Task prompt –
Look for the line that has "horse's head, find" in the material below; please repeat it and every line after it, exactly, up to and including the line that has "horse's neck, find", and nothing else.
◆ ◆ ◆ ◆ ◆ ◆ ◆
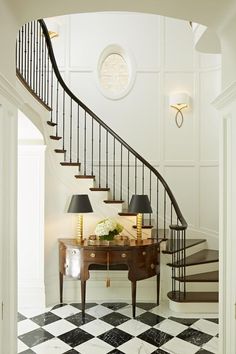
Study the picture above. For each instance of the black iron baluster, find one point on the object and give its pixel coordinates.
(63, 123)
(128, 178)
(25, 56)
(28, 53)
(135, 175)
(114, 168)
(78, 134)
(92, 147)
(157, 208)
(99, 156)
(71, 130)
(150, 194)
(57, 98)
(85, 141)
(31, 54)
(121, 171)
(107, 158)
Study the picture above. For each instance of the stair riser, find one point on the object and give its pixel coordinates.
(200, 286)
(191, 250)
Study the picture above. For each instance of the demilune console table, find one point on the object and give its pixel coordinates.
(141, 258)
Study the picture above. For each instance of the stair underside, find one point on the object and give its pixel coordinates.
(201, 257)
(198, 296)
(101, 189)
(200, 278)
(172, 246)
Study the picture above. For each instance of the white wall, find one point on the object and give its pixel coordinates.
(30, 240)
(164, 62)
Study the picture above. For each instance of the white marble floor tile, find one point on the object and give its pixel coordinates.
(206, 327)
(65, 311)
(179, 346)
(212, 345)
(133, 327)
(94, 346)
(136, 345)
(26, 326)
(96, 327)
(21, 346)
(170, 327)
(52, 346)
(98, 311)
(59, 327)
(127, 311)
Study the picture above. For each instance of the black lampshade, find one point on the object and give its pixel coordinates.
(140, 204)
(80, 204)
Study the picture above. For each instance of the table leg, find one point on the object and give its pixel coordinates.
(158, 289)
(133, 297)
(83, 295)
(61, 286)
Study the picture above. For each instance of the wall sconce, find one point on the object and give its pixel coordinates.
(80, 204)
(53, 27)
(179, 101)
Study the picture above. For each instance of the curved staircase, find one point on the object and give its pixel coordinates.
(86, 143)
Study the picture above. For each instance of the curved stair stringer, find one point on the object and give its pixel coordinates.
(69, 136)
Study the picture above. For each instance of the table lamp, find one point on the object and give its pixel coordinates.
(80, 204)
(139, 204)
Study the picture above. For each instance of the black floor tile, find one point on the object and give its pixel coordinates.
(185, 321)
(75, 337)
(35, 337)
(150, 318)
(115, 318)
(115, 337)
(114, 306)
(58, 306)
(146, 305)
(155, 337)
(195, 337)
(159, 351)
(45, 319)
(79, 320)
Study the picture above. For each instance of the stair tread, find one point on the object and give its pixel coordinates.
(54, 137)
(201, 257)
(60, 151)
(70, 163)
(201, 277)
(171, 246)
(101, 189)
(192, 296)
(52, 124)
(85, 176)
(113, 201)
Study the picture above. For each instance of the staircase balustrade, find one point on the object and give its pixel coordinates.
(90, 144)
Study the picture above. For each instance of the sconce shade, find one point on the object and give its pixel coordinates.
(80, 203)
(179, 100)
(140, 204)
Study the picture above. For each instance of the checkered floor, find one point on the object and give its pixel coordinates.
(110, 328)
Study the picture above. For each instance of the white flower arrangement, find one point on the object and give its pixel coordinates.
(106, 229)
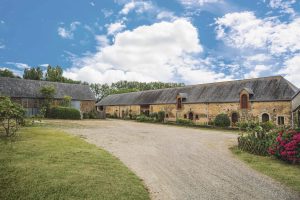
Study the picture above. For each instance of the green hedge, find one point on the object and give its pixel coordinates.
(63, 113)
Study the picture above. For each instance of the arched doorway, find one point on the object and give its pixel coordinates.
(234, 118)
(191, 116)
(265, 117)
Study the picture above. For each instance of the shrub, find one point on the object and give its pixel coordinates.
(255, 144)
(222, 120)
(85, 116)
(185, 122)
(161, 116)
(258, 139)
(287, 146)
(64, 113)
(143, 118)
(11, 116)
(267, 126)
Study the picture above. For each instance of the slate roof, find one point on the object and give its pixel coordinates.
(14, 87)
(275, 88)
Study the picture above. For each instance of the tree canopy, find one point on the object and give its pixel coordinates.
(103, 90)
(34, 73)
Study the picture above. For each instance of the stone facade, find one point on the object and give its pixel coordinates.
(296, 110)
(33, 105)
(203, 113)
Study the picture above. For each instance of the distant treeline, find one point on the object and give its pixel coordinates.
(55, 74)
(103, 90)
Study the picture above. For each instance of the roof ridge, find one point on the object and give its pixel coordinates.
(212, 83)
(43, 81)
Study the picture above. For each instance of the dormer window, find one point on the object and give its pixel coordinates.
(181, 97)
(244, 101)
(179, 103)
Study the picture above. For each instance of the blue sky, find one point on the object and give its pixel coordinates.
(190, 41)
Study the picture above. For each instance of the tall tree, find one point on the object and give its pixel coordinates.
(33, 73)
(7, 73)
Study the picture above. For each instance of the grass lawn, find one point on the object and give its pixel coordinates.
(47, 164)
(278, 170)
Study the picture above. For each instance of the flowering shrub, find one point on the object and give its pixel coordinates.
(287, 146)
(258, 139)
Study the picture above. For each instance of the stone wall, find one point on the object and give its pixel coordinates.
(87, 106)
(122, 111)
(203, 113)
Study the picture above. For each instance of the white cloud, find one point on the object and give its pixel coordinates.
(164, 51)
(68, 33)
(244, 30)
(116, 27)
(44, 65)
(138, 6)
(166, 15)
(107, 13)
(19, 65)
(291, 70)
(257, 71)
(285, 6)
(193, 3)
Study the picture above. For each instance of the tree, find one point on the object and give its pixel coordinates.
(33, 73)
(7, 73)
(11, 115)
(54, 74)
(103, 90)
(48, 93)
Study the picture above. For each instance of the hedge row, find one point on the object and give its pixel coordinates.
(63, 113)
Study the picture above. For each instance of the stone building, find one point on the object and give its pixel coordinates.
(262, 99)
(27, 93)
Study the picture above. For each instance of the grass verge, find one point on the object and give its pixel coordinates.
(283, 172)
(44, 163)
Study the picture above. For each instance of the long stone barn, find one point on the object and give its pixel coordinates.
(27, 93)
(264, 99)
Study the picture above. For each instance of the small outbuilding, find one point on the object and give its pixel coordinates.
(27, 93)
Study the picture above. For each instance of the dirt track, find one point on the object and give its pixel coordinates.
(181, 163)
◆ ◆ ◆ ◆ ◆ ◆ ◆
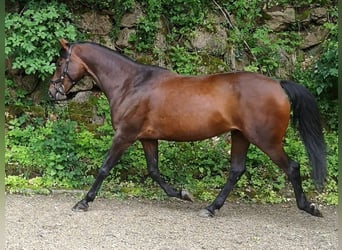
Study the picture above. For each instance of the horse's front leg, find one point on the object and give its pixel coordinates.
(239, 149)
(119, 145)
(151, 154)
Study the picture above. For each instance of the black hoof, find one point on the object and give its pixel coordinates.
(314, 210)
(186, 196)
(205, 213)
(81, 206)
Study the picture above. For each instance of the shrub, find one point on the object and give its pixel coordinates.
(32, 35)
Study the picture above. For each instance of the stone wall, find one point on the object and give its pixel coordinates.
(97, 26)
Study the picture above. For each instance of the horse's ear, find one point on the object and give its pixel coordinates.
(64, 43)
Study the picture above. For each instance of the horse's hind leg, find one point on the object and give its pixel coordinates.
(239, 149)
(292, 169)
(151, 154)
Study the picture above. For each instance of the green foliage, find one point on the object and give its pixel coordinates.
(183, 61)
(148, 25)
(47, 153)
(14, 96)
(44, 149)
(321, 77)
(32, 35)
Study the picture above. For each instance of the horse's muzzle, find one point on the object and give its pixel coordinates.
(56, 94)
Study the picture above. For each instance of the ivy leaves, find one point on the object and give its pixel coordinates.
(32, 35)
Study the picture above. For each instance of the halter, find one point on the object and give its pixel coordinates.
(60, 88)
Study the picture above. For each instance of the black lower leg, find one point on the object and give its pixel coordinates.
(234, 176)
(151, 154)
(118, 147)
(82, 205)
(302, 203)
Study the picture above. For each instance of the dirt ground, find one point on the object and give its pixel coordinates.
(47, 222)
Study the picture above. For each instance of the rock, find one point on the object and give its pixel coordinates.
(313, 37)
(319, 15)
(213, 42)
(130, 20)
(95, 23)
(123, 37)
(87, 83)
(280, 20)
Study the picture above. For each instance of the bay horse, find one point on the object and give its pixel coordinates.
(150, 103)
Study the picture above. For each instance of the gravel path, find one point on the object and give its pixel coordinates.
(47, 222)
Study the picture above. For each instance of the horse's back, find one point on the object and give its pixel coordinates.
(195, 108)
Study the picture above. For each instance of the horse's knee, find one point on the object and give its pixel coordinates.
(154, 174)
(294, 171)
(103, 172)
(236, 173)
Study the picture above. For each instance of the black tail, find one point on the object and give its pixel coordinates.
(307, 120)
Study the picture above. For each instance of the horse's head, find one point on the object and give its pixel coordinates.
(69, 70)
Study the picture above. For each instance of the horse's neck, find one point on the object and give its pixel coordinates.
◆ ◆ ◆ ◆ ◆ ◆ ◆
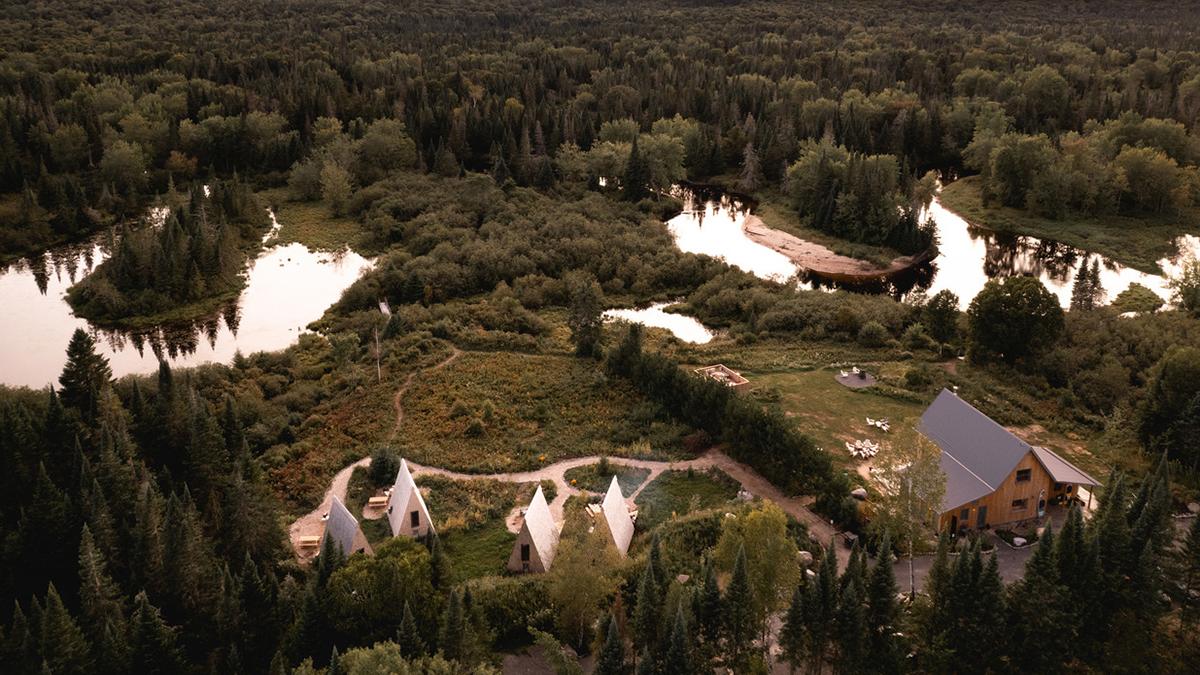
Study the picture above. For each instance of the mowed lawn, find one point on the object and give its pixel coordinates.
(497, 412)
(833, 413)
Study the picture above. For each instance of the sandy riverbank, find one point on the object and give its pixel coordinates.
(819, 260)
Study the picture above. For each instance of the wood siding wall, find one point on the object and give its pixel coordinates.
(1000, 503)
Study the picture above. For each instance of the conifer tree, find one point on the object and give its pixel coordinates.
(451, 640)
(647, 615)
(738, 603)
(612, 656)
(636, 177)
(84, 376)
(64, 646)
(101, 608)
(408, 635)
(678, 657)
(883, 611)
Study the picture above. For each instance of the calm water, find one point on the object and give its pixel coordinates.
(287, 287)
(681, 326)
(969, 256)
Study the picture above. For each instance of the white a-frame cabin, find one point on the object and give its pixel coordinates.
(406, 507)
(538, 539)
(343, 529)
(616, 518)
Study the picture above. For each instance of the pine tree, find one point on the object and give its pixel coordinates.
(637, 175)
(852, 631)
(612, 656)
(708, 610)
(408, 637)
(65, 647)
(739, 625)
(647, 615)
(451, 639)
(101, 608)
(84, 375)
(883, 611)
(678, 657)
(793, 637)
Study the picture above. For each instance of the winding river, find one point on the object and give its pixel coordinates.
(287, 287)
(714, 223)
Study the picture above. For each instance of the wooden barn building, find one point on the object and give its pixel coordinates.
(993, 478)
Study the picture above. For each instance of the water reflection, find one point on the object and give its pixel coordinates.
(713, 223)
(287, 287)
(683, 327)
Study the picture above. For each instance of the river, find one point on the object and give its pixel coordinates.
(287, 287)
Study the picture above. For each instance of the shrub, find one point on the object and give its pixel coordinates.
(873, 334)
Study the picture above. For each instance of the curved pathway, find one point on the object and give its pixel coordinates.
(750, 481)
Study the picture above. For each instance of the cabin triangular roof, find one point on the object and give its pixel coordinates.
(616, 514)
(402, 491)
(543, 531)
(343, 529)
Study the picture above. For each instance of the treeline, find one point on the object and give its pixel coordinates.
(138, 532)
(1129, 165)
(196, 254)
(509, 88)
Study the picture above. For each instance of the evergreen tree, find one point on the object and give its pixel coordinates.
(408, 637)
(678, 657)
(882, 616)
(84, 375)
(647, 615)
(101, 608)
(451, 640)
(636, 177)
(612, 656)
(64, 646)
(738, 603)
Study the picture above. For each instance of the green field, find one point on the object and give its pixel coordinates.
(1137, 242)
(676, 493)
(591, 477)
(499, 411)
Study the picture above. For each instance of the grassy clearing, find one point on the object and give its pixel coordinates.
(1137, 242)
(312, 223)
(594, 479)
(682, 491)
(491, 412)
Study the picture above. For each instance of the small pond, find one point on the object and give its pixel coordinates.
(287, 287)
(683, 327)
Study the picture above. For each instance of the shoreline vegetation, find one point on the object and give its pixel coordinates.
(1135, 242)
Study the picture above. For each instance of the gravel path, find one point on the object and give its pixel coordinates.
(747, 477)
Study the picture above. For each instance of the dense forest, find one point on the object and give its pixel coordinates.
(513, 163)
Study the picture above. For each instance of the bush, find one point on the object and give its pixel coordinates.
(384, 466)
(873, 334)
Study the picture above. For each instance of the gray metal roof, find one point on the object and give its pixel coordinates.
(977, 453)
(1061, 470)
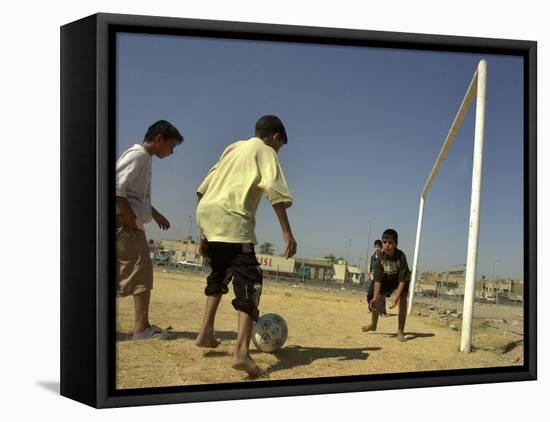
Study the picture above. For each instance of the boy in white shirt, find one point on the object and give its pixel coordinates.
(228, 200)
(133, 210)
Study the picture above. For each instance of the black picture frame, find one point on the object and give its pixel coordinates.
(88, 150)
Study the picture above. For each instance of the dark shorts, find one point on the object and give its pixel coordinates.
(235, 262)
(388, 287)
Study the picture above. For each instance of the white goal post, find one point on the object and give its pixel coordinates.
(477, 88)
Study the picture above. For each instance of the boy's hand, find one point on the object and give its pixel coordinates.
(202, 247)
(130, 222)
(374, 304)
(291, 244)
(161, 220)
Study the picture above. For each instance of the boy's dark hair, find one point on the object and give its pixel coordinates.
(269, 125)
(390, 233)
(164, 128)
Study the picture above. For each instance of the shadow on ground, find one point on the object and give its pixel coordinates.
◆ ◆ ◆ ◆ ◆ ◆ ◆
Worked solution –
Study the picture above. For each instance of the horse's head, find one point on the object and give its pixel coordinates.
(69, 70)
Study the picture above. For each instance of the horse's neck, find one point on the object and give its pixel coordinates.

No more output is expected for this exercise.